Texto para análise:
------------------------------------------------------------

Por conseguinte, ainda que não ignorando o sinal que a informação INE nos dá alertando para a subida dos preços na produção, honestamente espero para ver informação mais pormenorizada sobre variações de preços ao longo da cadeia para formar uma perspetiva simultaneamente mais informada e equilibrada das anormalidades da nossa inflação.

Mas o que me interessa fundamentalmente trazer para este post é o significado global da inflação e as possíveis contradições que a generalidade dos bancos centrais estará a mal gerir, combatendo a inflação com uma política restritiva de castigo e punição do consumo dos mais pobres e desfavorecidos.

Não é necessário ter conhecimentos de economista douto e experimentado para compreender que a inflação é sinónimo de GRANDE REDISTRIBUIÇÃO. Basta estar atento à informação que nos chega para compreender que às dificuldades reais de quem vive do trabalho e de quem não tem poder para repercutir na sua remuneração (generalizadamente baixa) o aumento dos preços do que costuma comprar se contrapõe a divulgação também generalizada de que um conjunto vasto de empresas e organizações apresenta por estes tempos lucros francamente acima do panorama dos últimos tempos. O que nos chega, talvez de forma impressiva para muitos de nós, é a demonstração de que, como aliás sempre acontece, a inflação equivale a uma profunda redistribuição do rendimento entre grupos com poder de mercado muito desigual. Por um lado, temos os fenómenos da “uberização” (precariedade) e da queda a pique da sindicalização da população ativa empregada a provocar a diminuição mais ou menos abrupta do poder de mercado de quem trabalha (pode dizer-se que pelo menos parte dos sindicatos “vende” mal a sua função e contribui para essa alienação de influência). Por outro lado, temos a concentração empresarial com a formação de conglomerados empresariais e formas agressivas de organização monopolista e oligopolista, a que corresponde também, em alguns países com relevo para os EUA, a criação de monopsónios de procura de trabalho (concentração na procura de trabalho que desequilibra a relação de barganha salarial).

------------------------------------------------------------

Listagem fornecida:
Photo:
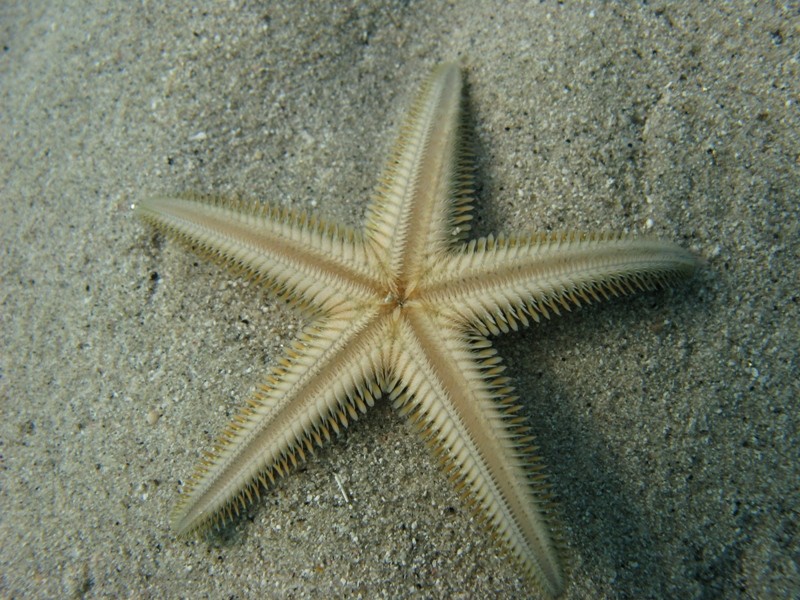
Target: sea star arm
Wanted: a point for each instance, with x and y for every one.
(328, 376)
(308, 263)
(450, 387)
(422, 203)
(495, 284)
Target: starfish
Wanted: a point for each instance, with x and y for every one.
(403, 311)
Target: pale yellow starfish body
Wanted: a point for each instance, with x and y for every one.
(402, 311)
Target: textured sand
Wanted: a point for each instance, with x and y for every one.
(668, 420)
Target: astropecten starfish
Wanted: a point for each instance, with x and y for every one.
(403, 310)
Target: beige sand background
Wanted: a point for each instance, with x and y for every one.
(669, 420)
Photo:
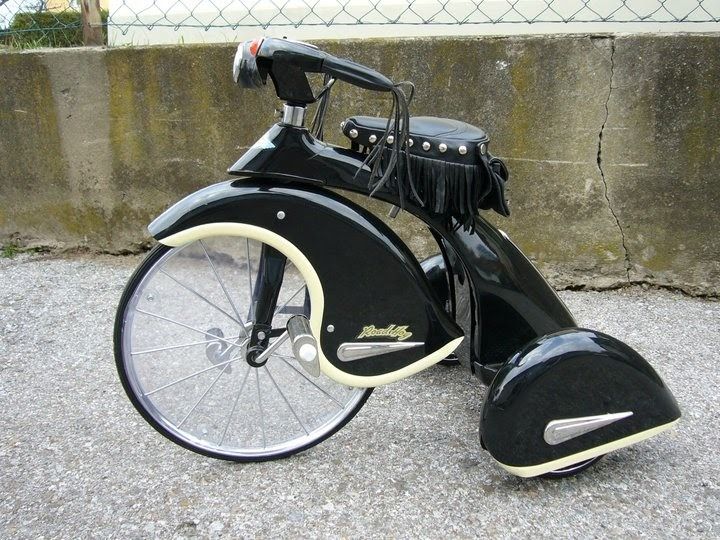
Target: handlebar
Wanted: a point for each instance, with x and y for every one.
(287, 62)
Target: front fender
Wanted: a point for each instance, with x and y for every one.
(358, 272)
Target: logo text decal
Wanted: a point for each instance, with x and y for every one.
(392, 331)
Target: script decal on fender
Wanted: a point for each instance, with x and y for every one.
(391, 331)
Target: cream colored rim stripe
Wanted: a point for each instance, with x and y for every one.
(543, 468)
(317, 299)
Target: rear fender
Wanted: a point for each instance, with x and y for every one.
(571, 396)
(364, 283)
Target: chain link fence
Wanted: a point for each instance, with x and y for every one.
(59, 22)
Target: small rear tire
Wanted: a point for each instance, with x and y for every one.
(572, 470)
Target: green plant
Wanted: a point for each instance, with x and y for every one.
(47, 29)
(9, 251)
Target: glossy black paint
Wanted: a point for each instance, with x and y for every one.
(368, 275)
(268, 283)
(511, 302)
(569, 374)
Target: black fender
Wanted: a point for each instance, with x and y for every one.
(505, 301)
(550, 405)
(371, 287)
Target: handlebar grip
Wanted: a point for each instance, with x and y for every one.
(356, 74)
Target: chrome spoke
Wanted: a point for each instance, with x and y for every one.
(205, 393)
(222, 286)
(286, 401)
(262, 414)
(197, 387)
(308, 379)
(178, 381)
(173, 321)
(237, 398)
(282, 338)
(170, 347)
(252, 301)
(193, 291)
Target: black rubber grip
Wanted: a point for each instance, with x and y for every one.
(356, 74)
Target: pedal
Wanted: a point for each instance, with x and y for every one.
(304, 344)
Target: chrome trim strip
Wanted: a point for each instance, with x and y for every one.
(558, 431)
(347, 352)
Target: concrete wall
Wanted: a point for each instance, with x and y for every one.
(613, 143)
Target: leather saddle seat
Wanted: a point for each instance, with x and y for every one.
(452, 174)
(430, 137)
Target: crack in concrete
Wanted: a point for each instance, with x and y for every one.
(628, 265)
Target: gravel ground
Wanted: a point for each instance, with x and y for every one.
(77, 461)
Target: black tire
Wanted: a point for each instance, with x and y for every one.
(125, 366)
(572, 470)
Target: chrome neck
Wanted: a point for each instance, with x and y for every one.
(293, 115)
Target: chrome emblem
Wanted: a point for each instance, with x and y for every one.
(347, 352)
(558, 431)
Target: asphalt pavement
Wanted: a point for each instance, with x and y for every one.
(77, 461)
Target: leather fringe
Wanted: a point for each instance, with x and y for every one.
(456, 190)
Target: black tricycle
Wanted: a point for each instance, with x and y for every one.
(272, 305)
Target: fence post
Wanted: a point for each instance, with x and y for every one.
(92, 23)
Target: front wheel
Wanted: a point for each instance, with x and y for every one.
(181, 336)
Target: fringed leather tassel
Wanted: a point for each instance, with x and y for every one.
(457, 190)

------------------------------------------------------------

Transcreva o trecho do texto sobre a inflação entre "Mas o que me" e "pobres e desfavorecidos.", inclusive, substituindo "bancos centrais" por "governos".

Resposta:
Mas o que me interessa fundamentalmente trazer para este post é o significado global da inflação e as possíveis contradições que a generalidade dos governos estará a mal gerir, combatendo a inflação com uma política restritiva de castigo e punição do consumo dos mais pobres e desfavorecidos.